DESCRIPTION OF THE TASK> List every line in the data below that contains the word "mask".

INPUT MATERIAL>
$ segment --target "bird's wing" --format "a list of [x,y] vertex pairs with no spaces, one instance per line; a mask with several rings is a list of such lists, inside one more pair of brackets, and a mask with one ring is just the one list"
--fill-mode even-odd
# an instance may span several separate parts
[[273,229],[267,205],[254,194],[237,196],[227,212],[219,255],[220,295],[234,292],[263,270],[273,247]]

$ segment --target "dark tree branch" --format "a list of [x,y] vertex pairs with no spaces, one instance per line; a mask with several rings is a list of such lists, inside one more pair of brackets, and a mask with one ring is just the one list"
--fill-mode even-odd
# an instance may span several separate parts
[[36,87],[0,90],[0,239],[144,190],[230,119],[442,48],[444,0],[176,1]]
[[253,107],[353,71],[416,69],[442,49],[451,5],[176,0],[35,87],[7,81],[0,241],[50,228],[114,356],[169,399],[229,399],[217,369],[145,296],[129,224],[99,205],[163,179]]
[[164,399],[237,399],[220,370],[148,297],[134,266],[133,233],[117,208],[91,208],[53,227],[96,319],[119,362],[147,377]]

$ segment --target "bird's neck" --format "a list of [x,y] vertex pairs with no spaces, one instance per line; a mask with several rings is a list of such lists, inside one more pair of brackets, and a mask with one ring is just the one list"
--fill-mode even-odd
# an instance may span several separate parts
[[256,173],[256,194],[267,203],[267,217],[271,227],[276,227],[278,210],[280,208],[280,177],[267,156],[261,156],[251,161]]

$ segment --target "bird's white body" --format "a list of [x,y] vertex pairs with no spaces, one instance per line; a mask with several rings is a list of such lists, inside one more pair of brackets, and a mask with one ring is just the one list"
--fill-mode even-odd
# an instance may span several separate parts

WRITTEN ANSWER>
$ segment --target "bird's wing" --format "a list of [x,y] vertex pairs with no spaces, one instance per line; a mask with several rings is a list of such lists, inside one more pair of brackets, and a mask with one ring is just the one list"
$ segment --target "dark tree branch" --format "a list of [x,y] vertex pairs with no spaces, one instance per line; a mask with several rings is a list of such lists, inside one more pair of brackets, and a mask with one ring is just the one list"
$ segment --target "bird's neck" --format "a list of [x,y] vertex pairs with no spaces, one instance per line; a mask with several rings is a list of such lists, inside one more pair of brackets, and a mask with one ring is just the one list"
$ segment --target "bird's white body" --format "a list of [x,y] vertex pairs with no spaces, one instance per line; a mask with several rings is a list of such lists, inside one more pair of brackets, and a mask with one ring is just the one list"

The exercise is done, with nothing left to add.